**GIVEN PROBLEM A:** Output the listing's lines verbatim, starting at the line containing "target | concrete ledge" and ending at the final line of the listing, with both ends included.

--- START OF DOCUMENT PASSAGE ---

This is an oldie but goodie from Matthew Mayo at KDNuggets. Mayo, an aspiring machine learning scientist, presented a Quora post titled ‘How Do I Learn Machine Learning?’ as a robust resource for fledgling data scientists. This Quora post had 93 answers and more than 468,000 views and Mayo felt a number of the contributions from well-known personalities in the machine learning world were worth a second look.
Xavier Amatriain
Xavier says he “builds teams and machine learning algorithms to solve hard problems with impact on the world.” Amatriain was formerly Director of Netflix Recommendation Algorithms and VP of Engineering at Quora. He is “now trying to improve healthcare with AI.”
Xavier’s advice from the Quora post on ‘How Do I Learn Machine Learning?’: “Get a good ML book (his list shown in next paragraph), read the first intro chapters, and then jump to whatever chapter includes an algorithm you are interested in. Once you have found that algo, dive into it, understand all the details, and, especially, implement it…here I am talking about implementing an algorithm from scratch in a “real” programming language. You can still start with an easy one such as L2-regularized logistic regression, or k-means, but you should also push yourself to implement more interesting ones such as latent dirichlet allocation or SVMs.”
Xavier’s book suggestions: The Elements of Statistical Learning by Hastie, Tibshirani and Friendman, Pattern Recognition and Machine Learning by Bishop, Bayesian Reasoning and Machine Learning by Barber, Machine Learning: A Probabilistic Perspective by Murphy and All of Statistics: A Concise Course in Statistical Inference by Wasserman.
Raviteja Chirala
Chirala says he is an author, data scientist and avid programmer. From his Quora posts he also really, really likes soccer! He is currently a ‘data geek’ at Centro and previously was a data scientist at Ayasdi, salesforce.com and a Big Data Engineer at Apple.
Chirala’s advice from the Quora post on ‘How Do I learn Machine Learning?’: “Get scikit-learn or respective framework in the programming language you chose. Run algorithms for every chapter in Joel Grus’ Data Science from Scratch: First Principles with Python. Advantage with Scikit is it gives you some sample data too to test. Get a grip on statistics (academic discipline) and probability. Communities in Quora or Kaggle exercises, etc. will help you in getting up to speed. Also, you can get this book, The Elements of Statistical Learning by Hastie, Tibshirani and Friendman (also recommended by Amatriain). I haven’t seen anyone disappointed with this one. It’s a bit of math but self explanatory mostly.”
Sean McClure
McClure describes himself as the Founder of Kedion, PhD, Builder and host of NonTrivial Podcost. McLure says Kedion builds AI solutions for organizations looking to leverage their data for machine learning/AI applications. He previously was with Accenture as a Senior Manager in AI, Director of Data Science at Doximity and Space-Time Insight, and Senior Data Scientist at ThoughtWorks. He worked as a Research Associate for five years for the Canadian National Institute for Nanotechnology.

--- END OF DOCUMENT PASSAGE ---
--- START OF PROVIDED DATA ---

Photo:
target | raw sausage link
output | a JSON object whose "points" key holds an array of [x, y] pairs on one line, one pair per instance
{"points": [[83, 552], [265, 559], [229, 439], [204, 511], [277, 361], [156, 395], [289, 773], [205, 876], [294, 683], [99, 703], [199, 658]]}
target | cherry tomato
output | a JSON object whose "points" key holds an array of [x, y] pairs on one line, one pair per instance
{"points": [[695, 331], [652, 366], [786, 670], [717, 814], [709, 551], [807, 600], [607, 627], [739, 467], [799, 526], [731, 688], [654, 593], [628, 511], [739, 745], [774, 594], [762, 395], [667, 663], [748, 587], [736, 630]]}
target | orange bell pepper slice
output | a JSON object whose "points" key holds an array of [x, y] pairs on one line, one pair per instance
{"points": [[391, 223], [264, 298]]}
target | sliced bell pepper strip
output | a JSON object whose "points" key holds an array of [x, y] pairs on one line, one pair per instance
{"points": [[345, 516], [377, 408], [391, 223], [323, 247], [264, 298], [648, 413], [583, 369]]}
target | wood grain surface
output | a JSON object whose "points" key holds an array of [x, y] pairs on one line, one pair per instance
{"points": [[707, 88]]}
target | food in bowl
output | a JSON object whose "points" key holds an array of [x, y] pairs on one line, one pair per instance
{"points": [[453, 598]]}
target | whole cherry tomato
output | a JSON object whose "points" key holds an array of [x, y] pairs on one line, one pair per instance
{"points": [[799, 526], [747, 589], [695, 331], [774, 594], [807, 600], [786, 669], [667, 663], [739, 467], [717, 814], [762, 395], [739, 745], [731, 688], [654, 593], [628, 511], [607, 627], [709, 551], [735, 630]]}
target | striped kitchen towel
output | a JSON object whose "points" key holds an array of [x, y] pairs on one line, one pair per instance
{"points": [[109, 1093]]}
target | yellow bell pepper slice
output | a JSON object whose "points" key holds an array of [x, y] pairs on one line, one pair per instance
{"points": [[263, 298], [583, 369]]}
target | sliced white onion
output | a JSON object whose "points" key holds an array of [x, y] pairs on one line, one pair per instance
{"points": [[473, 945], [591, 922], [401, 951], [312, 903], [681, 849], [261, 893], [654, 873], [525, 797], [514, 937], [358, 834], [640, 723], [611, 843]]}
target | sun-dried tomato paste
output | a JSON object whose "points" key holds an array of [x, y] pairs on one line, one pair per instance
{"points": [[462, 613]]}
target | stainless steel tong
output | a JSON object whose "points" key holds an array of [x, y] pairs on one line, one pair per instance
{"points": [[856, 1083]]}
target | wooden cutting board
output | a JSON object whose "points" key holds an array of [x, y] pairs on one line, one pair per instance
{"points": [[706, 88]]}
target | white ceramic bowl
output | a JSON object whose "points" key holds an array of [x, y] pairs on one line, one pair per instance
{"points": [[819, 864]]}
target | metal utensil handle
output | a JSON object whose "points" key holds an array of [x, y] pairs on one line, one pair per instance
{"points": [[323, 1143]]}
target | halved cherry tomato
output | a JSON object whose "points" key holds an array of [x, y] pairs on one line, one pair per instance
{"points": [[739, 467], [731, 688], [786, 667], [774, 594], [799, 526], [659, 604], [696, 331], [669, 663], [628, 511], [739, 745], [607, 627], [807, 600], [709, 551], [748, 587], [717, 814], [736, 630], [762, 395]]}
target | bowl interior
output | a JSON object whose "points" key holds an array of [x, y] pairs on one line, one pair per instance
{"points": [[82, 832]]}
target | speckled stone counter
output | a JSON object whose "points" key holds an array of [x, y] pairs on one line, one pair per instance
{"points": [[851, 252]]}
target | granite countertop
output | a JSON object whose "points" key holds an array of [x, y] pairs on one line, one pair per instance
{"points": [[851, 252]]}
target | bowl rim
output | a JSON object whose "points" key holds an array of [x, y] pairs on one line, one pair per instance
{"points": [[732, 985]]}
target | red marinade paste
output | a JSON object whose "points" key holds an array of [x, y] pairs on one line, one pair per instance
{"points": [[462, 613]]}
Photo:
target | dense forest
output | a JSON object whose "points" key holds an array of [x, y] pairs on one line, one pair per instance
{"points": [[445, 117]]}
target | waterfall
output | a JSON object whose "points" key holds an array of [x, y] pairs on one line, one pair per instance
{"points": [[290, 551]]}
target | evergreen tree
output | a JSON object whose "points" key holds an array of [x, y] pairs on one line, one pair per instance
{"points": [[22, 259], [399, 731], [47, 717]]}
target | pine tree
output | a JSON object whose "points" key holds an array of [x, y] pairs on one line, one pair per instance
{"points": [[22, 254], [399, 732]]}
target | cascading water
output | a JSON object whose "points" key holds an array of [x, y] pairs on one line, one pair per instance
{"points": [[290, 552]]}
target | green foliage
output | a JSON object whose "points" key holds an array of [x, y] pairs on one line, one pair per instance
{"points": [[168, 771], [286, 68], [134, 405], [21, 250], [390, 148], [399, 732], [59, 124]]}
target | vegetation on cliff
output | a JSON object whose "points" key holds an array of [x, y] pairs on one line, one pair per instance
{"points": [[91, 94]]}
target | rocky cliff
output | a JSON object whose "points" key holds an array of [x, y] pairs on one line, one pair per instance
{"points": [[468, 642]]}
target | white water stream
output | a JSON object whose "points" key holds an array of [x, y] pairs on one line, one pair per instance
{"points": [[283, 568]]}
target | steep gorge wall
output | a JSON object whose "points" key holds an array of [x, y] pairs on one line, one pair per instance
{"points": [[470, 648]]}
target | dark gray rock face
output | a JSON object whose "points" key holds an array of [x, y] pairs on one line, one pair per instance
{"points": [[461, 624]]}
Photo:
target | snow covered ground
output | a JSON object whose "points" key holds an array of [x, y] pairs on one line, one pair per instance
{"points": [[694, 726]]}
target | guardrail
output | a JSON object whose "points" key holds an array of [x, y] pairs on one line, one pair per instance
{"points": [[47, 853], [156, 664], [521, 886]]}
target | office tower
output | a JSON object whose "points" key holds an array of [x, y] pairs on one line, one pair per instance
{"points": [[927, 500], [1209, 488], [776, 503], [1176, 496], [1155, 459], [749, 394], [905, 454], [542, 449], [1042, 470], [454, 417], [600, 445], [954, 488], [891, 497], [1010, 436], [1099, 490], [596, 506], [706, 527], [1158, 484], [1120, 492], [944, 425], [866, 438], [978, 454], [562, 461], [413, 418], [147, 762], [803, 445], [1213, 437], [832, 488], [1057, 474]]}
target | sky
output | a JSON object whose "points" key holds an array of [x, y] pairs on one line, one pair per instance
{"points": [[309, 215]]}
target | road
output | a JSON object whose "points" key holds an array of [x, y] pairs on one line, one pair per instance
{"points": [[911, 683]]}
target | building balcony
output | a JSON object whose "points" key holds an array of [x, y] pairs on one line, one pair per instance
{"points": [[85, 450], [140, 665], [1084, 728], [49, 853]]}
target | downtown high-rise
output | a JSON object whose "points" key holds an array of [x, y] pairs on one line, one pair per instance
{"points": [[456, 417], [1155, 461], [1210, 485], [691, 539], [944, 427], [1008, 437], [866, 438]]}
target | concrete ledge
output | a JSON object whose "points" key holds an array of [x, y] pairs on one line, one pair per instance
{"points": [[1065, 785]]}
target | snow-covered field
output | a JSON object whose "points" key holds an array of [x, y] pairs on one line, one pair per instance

--- END OF PROVIDED DATA ---

**GIVEN PROBLEM B:** Return, word for word, the stretch of the article on learning machine learning starting at "This is an oldie" and ending at "a second look.".

**EXPECTED OUTPUT A:**
target | concrete ledge
output | a JSON object whose "points" key holds an array of [x, y] pairs on one line, one pair per instance
{"points": [[1065, 785]]}
target | snow-covered field
output | a JSON object whose "points" key holds an array of [x, y] pairs on one line, one pair per instance

**EXPECTED OUTPUT B:**
This is an oldie but goodie from Matthew Mayo at KDNuggets. Mayo, an aspiring machine learning scientist, presented a Quora post titled ‘How Do I Learn Machine Learning?’ as a robust resource for fledgling data scientists. This Quora post had 93 answers and more than 468,000 views and Mayo felt a number of the contributions from well-known personalities in the machine learning world were worth a second look.